Texte à analyser -
════════

Couvent de Cinqfontaines

Le couvent du Sacré-Cœur de Cinqfontaines (en luxembourgeois Paafemillen, en allemand Pfaffenmühle), près d’Ulflingen, servit de camp provisoire pour les prisonniers juifs pendant l’occupation nazie avant leur déportation dans les ghettos, camps de concentration et camps d’extermination d’Europe de l’Est. Il fonctionna de juillet 1941 à avril 1943. Environ 300 Juifs passèrent par ce camp, officiellement connu sous le nom de ‹ maison de retraite juive de Cinqfontaines près d’Ulfingen ›.

 

Contact

Rue Massen
9907, Troisverges (Ulfingen)
Luxembourg

Page web : Kloster Fünfbrunnen

 

Lieu de mémoire de Cinqfontaines

Un monument aux victimes juives du national-socialisme fut inauguré sur le terrain du monastère le 6 juillet 1969. Il se compose de sept blocs de granit rouge provenant des carrières de l’ancien camp de concentration de Natzweiler-Struthof, empilés les uns sur les autres de manière désordonnée et symbolisant « la destruction humaine et le déséquilibre provoqué par les nazis ». Le sculpteur Lucien Wercollier (1908 – 2002) a choisi d’y graver une citation de l’histoire d’Abigaïl, issue de l’Ancien Testament. Depuis 2005, il y a un panneau d’information sur l’histoire de ce lieu de mémoire.

════════

Données brutes -
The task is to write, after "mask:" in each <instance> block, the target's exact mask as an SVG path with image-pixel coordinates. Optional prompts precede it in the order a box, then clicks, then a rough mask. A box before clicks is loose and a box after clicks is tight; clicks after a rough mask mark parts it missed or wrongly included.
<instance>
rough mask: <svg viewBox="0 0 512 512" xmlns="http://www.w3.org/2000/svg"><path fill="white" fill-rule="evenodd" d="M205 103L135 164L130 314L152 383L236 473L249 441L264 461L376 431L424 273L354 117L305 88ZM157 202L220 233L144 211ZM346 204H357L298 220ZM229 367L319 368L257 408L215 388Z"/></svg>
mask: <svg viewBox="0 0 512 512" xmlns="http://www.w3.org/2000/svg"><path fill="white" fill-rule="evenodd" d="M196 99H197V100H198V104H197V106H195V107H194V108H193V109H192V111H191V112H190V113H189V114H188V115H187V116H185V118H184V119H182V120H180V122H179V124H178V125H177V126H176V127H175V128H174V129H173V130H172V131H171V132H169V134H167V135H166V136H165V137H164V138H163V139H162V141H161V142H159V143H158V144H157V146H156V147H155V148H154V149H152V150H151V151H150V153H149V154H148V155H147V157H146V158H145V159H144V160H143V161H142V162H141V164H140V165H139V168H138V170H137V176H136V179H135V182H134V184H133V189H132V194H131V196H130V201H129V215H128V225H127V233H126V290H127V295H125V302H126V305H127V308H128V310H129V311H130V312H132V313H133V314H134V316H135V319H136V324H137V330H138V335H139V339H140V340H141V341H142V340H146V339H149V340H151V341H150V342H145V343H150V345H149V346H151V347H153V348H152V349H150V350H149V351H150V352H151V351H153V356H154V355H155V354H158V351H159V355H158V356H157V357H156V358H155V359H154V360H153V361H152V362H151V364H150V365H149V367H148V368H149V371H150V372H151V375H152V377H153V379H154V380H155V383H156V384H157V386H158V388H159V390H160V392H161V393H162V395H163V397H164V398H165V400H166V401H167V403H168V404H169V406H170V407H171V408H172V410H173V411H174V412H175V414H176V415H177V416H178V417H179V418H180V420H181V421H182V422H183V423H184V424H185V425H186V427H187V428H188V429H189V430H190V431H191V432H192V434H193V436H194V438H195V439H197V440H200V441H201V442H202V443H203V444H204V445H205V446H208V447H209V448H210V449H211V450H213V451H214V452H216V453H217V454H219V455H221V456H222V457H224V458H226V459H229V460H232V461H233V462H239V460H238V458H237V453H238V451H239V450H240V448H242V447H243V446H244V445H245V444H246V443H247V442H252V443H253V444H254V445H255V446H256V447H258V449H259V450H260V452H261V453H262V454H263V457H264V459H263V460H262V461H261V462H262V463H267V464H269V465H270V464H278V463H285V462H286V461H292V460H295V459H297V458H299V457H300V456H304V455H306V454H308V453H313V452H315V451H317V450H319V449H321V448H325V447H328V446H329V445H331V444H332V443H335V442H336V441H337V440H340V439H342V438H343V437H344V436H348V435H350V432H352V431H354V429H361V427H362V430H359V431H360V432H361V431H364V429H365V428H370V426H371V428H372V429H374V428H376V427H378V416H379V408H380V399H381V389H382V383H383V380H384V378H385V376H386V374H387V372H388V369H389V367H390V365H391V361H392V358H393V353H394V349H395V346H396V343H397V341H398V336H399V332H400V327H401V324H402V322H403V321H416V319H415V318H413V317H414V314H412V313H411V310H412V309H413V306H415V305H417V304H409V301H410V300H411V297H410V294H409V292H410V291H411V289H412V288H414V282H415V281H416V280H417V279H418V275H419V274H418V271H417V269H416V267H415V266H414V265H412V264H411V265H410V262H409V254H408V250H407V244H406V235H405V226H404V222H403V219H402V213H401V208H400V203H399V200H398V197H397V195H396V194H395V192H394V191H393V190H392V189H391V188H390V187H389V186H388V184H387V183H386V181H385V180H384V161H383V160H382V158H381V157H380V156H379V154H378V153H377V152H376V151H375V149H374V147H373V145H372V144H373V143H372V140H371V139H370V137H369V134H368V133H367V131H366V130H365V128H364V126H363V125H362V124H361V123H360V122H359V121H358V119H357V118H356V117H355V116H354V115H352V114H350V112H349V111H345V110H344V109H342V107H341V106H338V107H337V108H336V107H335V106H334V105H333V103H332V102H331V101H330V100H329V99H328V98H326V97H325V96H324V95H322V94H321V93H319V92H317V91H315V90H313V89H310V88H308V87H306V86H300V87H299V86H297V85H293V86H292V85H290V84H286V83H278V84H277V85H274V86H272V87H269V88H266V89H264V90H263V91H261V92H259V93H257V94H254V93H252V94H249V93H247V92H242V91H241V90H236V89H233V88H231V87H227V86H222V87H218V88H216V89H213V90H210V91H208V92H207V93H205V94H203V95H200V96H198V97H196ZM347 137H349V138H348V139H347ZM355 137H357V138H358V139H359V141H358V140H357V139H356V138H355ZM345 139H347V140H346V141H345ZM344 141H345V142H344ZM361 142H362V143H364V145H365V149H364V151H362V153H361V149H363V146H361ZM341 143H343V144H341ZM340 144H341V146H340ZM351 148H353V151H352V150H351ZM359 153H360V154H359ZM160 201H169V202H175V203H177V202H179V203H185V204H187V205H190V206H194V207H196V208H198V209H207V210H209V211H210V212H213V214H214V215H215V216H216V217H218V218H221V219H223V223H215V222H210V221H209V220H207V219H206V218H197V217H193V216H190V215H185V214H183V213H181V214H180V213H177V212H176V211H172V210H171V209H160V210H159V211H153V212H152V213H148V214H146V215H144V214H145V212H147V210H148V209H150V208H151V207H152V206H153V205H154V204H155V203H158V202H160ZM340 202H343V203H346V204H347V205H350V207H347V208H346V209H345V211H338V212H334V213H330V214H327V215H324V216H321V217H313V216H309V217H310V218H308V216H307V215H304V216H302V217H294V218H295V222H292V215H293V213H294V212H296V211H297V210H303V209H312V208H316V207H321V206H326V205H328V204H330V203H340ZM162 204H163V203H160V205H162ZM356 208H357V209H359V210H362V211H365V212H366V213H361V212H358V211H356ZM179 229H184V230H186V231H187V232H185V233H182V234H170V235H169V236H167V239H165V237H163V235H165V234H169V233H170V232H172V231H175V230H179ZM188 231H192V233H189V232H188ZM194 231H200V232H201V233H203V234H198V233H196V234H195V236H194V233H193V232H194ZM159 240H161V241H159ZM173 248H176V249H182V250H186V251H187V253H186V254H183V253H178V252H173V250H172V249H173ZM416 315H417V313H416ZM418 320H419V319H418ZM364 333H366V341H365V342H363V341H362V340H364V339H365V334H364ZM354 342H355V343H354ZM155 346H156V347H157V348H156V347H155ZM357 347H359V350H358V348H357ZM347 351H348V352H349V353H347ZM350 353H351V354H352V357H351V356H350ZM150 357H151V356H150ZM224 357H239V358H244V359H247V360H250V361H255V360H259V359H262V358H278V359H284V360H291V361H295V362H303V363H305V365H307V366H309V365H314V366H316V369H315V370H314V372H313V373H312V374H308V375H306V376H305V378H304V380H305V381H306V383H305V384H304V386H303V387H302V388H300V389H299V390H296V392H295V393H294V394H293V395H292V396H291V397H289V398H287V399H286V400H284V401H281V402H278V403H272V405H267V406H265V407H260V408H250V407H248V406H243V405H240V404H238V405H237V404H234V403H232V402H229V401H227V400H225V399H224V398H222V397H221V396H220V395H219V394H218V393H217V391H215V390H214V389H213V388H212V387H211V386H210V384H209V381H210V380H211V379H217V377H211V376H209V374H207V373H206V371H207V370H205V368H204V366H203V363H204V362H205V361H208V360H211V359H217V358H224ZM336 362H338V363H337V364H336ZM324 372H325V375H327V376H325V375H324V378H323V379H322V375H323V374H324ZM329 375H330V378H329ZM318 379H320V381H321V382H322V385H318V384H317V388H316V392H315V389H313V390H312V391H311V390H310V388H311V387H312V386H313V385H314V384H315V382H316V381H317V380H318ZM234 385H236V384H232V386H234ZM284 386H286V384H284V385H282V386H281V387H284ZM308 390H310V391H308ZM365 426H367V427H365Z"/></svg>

════════

Consigne - Recopiez mot pour mot, dans le texte sur le couvent de Cinqfontaines, tout le passage qui va de « Couvent de Cinqfontaines » jusqu'à « près d’Ulfingen ›. ». Les données n'ont aucun rôle dans cet exercice.

Réponse attendue -
Couvent de Cinqfontaines

Le couvent du Sacré-Cœur de Cinqfontaines (en luxembourgeois Paafemillen, en allemand Pfaffenmühle), près d’Ulflingen, servit de camp provisoire pour les prisonniers juifs pendant l’occupation nazie avant leur déportation dans les ghettos, camps de concentration et camps d’extermination d’Europe de l’Est. Il fonctionna de juillet 1941 à avril 1943. Environ 300 Juifs passèrent par ce camp, officiellement connu sous le nom de ‹ maison de retraite juive de Cinqfontaines près d’Ulfingen ›.